SÉRIE D'EXERCICES:
1 - D'après l'extrait, sur quoi s'appuie le savoir très pointu acquis par les professionnels les plus aguerris ?
2 - Relevez dans l'extrait tous les métiers dont les générations ont établi les règles orthotypographiques.
3 - Rédigez la suite du texte sur l'orthotypographie, à partir de sa dernière phrase.

EXTRAIT:
--*--

C’est une question qui relève du domaine de l’orthotypographie, des règles orthotypographiques établies, au fil des décennies, surtout par des générations d’imprimeurs, de typographes et de correcteurs. Ces professionnels, de par leurs métiers, ont eu à résoudre par la logique, par le raisonnement, des centaines et des centaines de cas d’espèce portant notamment sur l’indication des majuscules. Les plus aguerris d’entre eux ont donc acquis en ce domaine un savoir très pointu s’appuyant sur la réflexion et le travail de leurs aînés.

--*--

MATÉRIEL FOURNI:
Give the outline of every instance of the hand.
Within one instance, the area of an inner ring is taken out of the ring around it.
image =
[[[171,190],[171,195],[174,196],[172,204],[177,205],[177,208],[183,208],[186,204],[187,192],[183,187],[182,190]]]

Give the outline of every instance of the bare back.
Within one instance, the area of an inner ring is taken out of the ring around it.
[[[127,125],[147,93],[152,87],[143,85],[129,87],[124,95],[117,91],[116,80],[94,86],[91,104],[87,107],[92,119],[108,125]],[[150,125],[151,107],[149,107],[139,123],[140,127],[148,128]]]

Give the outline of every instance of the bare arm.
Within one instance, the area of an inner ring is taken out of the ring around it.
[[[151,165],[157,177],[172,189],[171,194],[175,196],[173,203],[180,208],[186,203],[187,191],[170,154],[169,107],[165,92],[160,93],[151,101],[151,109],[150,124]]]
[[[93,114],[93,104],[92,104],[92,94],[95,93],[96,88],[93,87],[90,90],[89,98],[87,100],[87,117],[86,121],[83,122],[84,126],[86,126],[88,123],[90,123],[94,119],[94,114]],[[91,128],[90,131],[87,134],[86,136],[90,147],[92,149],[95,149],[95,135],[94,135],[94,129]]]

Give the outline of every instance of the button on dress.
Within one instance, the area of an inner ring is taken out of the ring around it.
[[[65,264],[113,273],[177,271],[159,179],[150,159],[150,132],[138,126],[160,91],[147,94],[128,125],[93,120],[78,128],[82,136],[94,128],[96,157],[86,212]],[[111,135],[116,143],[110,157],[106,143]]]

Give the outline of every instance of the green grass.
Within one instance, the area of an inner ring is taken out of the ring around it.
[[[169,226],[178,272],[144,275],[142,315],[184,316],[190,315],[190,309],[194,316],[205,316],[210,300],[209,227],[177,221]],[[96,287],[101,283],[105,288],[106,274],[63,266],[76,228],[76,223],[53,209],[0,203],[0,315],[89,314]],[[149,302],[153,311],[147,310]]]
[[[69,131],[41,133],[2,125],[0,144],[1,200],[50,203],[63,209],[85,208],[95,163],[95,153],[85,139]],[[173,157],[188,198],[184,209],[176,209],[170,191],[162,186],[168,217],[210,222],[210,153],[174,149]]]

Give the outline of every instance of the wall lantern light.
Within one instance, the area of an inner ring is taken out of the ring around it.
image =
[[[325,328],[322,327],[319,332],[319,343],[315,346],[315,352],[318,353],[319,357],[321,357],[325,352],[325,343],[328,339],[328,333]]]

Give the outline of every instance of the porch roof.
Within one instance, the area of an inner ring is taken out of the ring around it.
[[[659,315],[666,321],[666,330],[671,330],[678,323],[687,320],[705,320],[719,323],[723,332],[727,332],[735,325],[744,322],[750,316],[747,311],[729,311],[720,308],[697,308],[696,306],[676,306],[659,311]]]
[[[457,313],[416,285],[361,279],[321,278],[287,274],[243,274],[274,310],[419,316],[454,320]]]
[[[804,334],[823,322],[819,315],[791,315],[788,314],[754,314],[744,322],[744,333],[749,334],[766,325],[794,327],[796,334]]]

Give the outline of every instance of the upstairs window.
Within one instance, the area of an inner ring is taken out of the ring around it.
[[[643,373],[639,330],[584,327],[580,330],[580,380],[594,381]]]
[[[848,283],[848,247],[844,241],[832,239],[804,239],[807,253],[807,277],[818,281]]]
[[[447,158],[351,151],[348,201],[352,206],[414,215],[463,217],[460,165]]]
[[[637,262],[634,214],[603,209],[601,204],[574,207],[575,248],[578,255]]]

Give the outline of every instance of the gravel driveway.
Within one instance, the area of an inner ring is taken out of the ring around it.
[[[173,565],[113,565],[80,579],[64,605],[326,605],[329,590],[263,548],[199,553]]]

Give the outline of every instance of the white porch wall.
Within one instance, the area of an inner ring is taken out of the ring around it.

--*--

RÉPONSES PAR CONSIGNE:
1 - Sur la réflexion et le travail de leurs aînés.

2 - Imprimeurs, typographes, correcteurs.

3 -
Quelle que soit leur érudition, la plupart des lexicographes n’ont pas acquis un savoir identique en ce domaine bien particulier. C’est pourquoi les praticiens de la presse, de l’édition et de l’imprimerie déplorent assez souvent les lacunes, les manques de rigueur, les défauts d’unification, observés même au sein des dictionnaires, notamment chez certaines maisons d’édition…

Il s’agit ici d’un surnom, et on précisera tout de suite – parce que ce rappel n’est manifestement pas inutile auprès d’un grand nombre de personnes  – que les surnoms sont des noms propres, d’où des majuscules obligatoires : le Petit Caporal, le Chevalier sans peur et sans reproche, la Haute Assemblée, la Grande Guerre, la Grande Boucle, l’Hexagone

L’indication des majuscules dépend des catégories grammaticales des termes qui forment les surnoms et de la position respective des noms et des adjectifs : il y a deux majuscules à Grande Guerre (= la guerre de 1914-1918) parce que l’adjectif précède le nom ; il n’y a qu’une majuscule à Ville rose (= Toulouse), parce que ce surnom est constitué d’un substantif suivi d’un adjectif. Même chose, donc, pour les surnoms Ville éternelle et Ville sainte.

            Mais il est obligatoire de mettre deux majuscules à Ville Lumière, parce que ce surnom est formé de deux substantifs.

30 juin 2014.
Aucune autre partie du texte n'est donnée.